Assignment
Your response should consist of every entry, unchanged.

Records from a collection
┄┄┄┄┄┄┄┄┄┄
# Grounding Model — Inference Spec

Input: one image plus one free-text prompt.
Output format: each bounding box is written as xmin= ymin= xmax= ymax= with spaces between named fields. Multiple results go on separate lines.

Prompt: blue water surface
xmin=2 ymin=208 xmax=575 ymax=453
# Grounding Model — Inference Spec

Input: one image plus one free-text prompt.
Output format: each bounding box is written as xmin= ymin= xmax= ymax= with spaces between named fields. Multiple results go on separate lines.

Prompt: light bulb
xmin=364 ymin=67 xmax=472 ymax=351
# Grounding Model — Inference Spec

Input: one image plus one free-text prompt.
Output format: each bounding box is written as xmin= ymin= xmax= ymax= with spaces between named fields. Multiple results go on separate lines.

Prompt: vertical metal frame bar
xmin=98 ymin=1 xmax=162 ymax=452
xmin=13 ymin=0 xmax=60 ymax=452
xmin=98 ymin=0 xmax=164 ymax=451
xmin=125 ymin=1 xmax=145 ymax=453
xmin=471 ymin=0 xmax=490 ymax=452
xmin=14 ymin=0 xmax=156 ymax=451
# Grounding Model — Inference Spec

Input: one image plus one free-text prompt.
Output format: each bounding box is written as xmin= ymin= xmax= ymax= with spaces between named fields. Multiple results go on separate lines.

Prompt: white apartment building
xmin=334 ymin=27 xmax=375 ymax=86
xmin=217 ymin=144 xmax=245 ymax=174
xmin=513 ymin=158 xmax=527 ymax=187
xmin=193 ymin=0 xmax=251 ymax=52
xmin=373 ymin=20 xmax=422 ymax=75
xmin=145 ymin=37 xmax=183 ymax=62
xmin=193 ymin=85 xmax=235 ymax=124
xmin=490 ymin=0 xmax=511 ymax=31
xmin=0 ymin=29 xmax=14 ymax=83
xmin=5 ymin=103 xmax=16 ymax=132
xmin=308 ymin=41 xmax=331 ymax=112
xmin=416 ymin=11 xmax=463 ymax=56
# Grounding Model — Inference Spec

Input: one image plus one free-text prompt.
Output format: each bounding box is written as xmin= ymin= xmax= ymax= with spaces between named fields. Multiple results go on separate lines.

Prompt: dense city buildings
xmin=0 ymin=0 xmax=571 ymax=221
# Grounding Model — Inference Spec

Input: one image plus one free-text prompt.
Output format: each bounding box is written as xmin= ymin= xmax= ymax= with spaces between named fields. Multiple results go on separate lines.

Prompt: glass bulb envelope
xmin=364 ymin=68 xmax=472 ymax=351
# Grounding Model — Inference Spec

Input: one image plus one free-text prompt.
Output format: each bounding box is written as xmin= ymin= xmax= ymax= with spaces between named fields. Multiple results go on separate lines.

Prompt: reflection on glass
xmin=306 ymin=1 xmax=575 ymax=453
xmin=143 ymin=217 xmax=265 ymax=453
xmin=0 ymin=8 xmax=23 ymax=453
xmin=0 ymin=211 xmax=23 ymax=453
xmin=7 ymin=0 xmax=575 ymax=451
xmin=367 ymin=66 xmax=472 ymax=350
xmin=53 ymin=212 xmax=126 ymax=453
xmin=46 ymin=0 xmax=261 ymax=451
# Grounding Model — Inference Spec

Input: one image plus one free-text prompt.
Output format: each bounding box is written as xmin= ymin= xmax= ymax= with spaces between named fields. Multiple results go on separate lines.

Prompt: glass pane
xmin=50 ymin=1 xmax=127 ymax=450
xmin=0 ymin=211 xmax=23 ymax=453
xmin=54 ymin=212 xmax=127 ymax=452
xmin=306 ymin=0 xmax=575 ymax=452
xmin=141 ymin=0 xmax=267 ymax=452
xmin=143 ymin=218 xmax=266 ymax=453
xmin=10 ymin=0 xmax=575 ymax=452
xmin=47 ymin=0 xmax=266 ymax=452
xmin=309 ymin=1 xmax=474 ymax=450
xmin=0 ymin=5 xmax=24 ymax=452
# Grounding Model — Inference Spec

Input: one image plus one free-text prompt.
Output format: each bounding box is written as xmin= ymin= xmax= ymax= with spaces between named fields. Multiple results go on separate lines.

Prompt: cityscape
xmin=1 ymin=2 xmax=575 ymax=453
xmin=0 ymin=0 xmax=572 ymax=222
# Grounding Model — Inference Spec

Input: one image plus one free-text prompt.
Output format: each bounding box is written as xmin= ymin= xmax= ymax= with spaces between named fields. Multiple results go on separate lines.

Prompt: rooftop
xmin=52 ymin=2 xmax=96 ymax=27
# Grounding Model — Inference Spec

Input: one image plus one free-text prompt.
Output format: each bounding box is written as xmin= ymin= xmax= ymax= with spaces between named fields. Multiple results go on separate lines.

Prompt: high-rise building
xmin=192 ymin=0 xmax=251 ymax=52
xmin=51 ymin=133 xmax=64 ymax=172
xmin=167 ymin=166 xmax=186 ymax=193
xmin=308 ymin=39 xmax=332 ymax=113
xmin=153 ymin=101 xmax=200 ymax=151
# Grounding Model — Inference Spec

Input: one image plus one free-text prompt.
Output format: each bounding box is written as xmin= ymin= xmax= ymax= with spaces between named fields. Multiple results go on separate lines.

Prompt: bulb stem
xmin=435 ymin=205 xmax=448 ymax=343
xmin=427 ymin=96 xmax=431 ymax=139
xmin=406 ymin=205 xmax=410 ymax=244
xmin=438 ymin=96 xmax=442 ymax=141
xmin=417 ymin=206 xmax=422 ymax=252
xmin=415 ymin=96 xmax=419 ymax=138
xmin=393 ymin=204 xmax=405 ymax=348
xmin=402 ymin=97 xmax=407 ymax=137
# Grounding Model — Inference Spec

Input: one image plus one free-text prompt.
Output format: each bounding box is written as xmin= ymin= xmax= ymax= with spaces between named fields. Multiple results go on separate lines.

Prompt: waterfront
┄┄┄┄┄┄┄┄┄┄
Task solution
# Grounding Model — Inference Spec

Input: one image plus one free-text prompt.
Output format: each bounding box is written as xmin= ymin= xmax= ymax= with spaces between named fields. Multiple results go on separate lines.

Prompt: blue water surface
xmin=2 ymin=208 xmax=575 ymax=453
# Grounding Model — Inference Spec

Input: one image plus one free-text prompt.
Output format: each bounding box is written as xmin= ymin= xmax= ymax= with spaces between named fields. Multiple results go on separate lines.

Prompt: light bulb
xmin=364 ymin=67 xmax=472 ymax=351
# Grounding Model — Inference Spec

Input: one image plus one free-text prompt.
Output format: each bounding box is written as xmin= ymin= xmax= ymax= with spaces between named fields. Multiple results go on separate lines.

Prompt: vertical metal frame bar
xmin=98 ymin=1 xmax=162 ymax=452
xmin=13 ymin=0 xmax=60 ymax=452
xmin=98 ymin=0 xmax=164 ymax=451
xmin=125 ymin=1 xmax=145 ymax=453
xmin=471 ymin=0 xmax=490 ymax=452
xmin=14 ymin=0 xmax=156 ymax=451
# Grounding Model — Inference Spec

Input: one image plus one free-text prompt.
Output format: each bounding box is written as xmin= ymin= xmax= ymax= with spaces between named fields. Multiple results go on separate lines.

Prompt: white apartment building
xmin=334 ymin=27 xmax=375 ymax=86
xmin=217 ymin=144 xmax=245 ymax=174
xmin=513 ymin=158 xmax=527 ymax=187
xmin=193 ymin=0 xmax=251 ymax=52
xmin=373 ymin=20 xmax=422 ymax=75
xmin=145 ymin=37 xmax=183 ymax=62
xmin=193 ymin=85 xmax=235 ymax=124
xmin=490 ymin=0 xmax=511 ymax=31
xmin=0 ymin=29 xmax=14 ymax=83
xmin=5 ymin=103 xmax=16 ymax=132
xmin=308 ymin=41 xmax=331 ymax=112
xmin=416 ymin=11 xmax=463 ymax=56
# Grounding Model — Inference Spec

Input: one image plus one free-text prompt.
Output format: each bounding box is written as xmin= ymin= xmax= ymax= with spaces between named fields. Multiple results go on separate lines.

Prompt: dense city buildings
xmin=0 ymin=0 xmax=571 ymax=221
# Grounding Model — Inference Spec

Input: one image plus one free-text prompt.
Output format: each bounding box is written as xmin= ymin= xmax= ymax= with spaces between named fields. Multiple results go on separate lines.

Prompt: glass bulb envelope
xmin=364 ymin=68 xmax=472 ymax=351
# Grounding Model — Inference Spec

Input: one image plus one free-text prompt.
Output format: each bounding box is written as xmin= ymin= xmax= ymax= with spaces between named fields. Multiple results go on separate lines.

Prompt: reflection on glass
xmin=306 ymin=1 xmax=575 ymax=453
xmin=143 ymin=217 xmax=265 ymax=453
xmin=0 ymin=8 xmax=23 ymax=453
xmin=0 ymin=211 xmax=23 ymax=453
xmin=7 ymin=0 xmax=575 ymax=451
xmin=367 ymin=66 xmax=472 ymax=350
xmin=53 ymin=212 xmax=126 ymax=453
xmin=46 ymin=0 xmax=261 ymax=451
# Grounding Model — Inference Spec

Input: one image plus one free-text prompt.
Output format: each bounding box is written as xmin= ymin= xmax= ymax= with spaces between named fields. Multiple results go on separate lines.

Prompt: glass pane
xmin=50 ymin=1 xmax=127 ymax=450
xmin=0 ymin=211 xmax=23 ymax=453
xmin=54 ymin=212 xmax=127 ymax=452
xmin=306 ymin=0 xmax=575 ymax=452
xmin=141 ymin=0 xmax=267 ymax=452
xmin=143 ymin=218 xmax=266 ymax=453
xmin=10 ymin=0 xmax=575 ymax=452
xmin=47 ymin=0 xmax=266 ymax=452
xmin=309 ymin=1 xmax=474 ymax=450
xmin=0 ymin=5 xmax=24 ymax=452
# Grounding Model — Inference Spec

Input: one image plus one free-text prompt.
Output format: each bounding box is written as xmin= ymin= xmax= ymax= with spaces between named fields. Multiple results go on separate lines.

Prompt: cityscape
xmin=1 ymin=2 xmax=575 ymax=453
xmin=0 ymin=0 xmax=572 ymax=222
# Grounding Model — Inference Spec

Input: one image plus one free-text prompt.
Output format: each bounding box is written as xmin= ymin= xmax= ymax= with spaces between named fields. Multiple results go on separate lines.

Prompt: rooftop
xmin=52 ymin=2 xmax=96 ymax=27
# Grounding Model — Inference Spec

Input: one image plus one free-text prompt.
Output format: each bounding box is written as xmin= ymin= xmax= ymax= with spaces between named fields. Multiple results go on separate lines.

Prompt: high-rise building
xmin=192 ymin=0 xmax=251 ymax=52
xmin=51 ymin=133 xmax=64 ymax=172
xmin=167 ymin=166 xmax=186 ymax=193
xmin=308 ymin=39 xmax=332 ymax=113
xmin=153 ymin=101 xmax=200 ymax=151
# Grounding Model — Inference Spec

Input: one image plus one free-text prompt.
Output format: each bounding box is written as xmin= ymin= xmax= ymax= with spaces between named fields. Multiple results go on separate lines.

Prompt: bulb stem
xmin=435 ymin=205 xmax=448 ymax=343
xmin=427 ymin=96 xmax=431 ymax=139
xmin=406 ymin=205 xmax=410 ymax=244
xmin=438 ymin=96 xmax=442 ymax=141
xmin=417 ymin=206 xmax=422 ymax=252
xmin=415 ymin=96 xmax=419 ymax=138
xmin=393 ymin=204 xmax=405 ymax=348
xmin=402 ymin=97 xmax=407 ymax=137
# Grounding Model — Inference Spec

Input: one image plus one free-text prompt.
Output format: each bounding box is written as xmin= ymin= xmax= ymax= with spaces between named fields. Multiple results go on separate lines.

Prompt: waterfront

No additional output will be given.